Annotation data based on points
— Start —

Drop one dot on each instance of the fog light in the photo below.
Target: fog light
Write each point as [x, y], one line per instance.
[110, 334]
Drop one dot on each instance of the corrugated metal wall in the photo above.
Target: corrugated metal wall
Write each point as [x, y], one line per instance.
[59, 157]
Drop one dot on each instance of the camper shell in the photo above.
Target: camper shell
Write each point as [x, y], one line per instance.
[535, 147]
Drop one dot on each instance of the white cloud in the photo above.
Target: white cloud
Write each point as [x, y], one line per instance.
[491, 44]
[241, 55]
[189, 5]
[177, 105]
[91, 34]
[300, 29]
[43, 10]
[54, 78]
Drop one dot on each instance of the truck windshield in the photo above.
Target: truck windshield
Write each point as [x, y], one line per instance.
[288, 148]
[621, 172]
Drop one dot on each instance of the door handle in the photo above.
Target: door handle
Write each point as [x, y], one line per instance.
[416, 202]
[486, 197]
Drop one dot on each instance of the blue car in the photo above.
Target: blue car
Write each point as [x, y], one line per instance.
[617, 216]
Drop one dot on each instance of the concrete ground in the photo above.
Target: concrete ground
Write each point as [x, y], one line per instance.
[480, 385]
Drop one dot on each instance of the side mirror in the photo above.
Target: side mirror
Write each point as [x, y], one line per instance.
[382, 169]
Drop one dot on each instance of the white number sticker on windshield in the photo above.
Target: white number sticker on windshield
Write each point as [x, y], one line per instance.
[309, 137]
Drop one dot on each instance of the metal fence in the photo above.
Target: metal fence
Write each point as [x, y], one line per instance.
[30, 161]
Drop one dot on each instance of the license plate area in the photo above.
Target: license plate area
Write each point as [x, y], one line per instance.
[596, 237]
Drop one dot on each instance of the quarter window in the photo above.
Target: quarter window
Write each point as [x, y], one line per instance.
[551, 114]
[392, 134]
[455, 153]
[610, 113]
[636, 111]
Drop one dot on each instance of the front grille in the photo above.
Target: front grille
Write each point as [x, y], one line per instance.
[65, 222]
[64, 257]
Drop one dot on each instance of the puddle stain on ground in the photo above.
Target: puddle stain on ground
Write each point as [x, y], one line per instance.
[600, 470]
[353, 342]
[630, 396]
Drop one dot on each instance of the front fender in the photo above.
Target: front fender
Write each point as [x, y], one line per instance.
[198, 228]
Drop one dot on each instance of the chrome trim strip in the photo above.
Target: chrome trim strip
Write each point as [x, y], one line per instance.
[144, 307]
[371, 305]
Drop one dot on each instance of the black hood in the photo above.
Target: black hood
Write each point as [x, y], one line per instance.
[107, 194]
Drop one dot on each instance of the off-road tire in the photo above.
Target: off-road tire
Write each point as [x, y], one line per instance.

— End —

> DIRECTION
Recast every line of the material above as a numbered list, omitting any blank lines.

> FULL RESPONSE
1. Drop one dot on each instance of the fog light in the photo below.
2. Target: fog light
3. Write each point as [x, y], one line per instance.
4. [110, 334]
5. Drop one dot on each instance of the corrugated metal wall in the photo above.
6. Target: corrugated metal wall
7. Write each point as [x, y], one line per instance.
8. [59, 157]
9. Drop one dot on each instance of the camper shell in the photo above.
10. Target: camper shell
11. Write each point as [x, y], one line per instance.
12. [535, 147]
13. Drop one dot on each instance of the white cloud in the photo above.
14. Target: white cloud
15. Write each point as [x, y], one line per instance.
16. [491, 44]
17. [241, 55]
18. [189, 5]
19. [177, 105]
20. [91, 34]
21. [300, 29]
22. [43, 10]
23. [54, 78]
24. Drop one dot on each instance of the truck windshield in the photo above.
25. Target: truck windshield
26. Write each point as [x, y], one line per instance.
27. [288, 148]
28. [621, 172]
29. Drop one dot on each instance of the door handle in the photo above.
30. Target: door handle
31. Write each point as [x, y], one line per instance.
32. [416, 202]
33. [486, 197]
34. Drop one dot on each instance of the blue car in the photo above.
35. Target: blue car
36. Write each point as [x, y], one line per instance.
37. [617, 216]
38. Drop one dot on each instance of the concrete ground in the photo above.
39. Target: concrete ground
40. Write each point as [x, y], one line per instance.
41. [480, 385]
42. Drop one dot on each instance of the side mirror in the photo above.
43. Target: side mirror
44. Write each point as [x, y], one line per instance.
45. [382, 169]
46. Drop one dot on each instance of the white number sticker on windshield in the photo above.
47. Target: white number sticker on windshield
48. Write each point as [x, y], one line per instance.
49. [309, 137]
50. Drop one dot on each instance of the metal fence in the photo above.
51. Target: metal fence
52. Write each point as [x, y], one line per instance.
53. [30, 161]
54. Drop one dot on each instance of the license plate area in the photo above.
55. Target: license plate area
56. Write each point as [x, y], one line per instance.
57. [596, 237]
58. Drop one dot on each instance of the quarter window in the photo above.
59. Target: quarter window
60. Write each point as [x, y], one line per instance.
61. [551, 114]
62. [392, 134]
63. [455, 153]
64. [610, 113]
65. [636, 111]
66. Drop one dot on each instance of the front grille in the photo above.
67. Target: front grille
68. Write each point as [x, y], one line per instance.
69. [65, 222]
70. [64, 257]
71. Drop one dot on each instance of the puddle stain on ground in the photo above.
72. Target: puddle stain on ground
73. Write each point as [x, y], one line per instance.
74. [600, 470]
75. [353, 342]
76. [630, 396]
77. Drop one dot on each instance of the front fender in the photo above.
78. Target: front fender
79. Write each point as [x, y], one line per instance.
80. [198, 228]
81. Drop one dot on each instance of the chrome trim strip in the photo above.
82. Target: chrome trim strip
83. Write each point as [x, y], one line per instance.
84. [144, 307]
85. [371, 305]
86. Drop one dot on each instance of the black hood in the photo above.
87. Target: black hood
88. Write each point as [x, y], one line per instance.
89. [107, 194]
90. Drop one dot on each instance of the off-road tire in the photo above.
91. Target: off-road tire
92. Write each point as [x, y], one line per instance.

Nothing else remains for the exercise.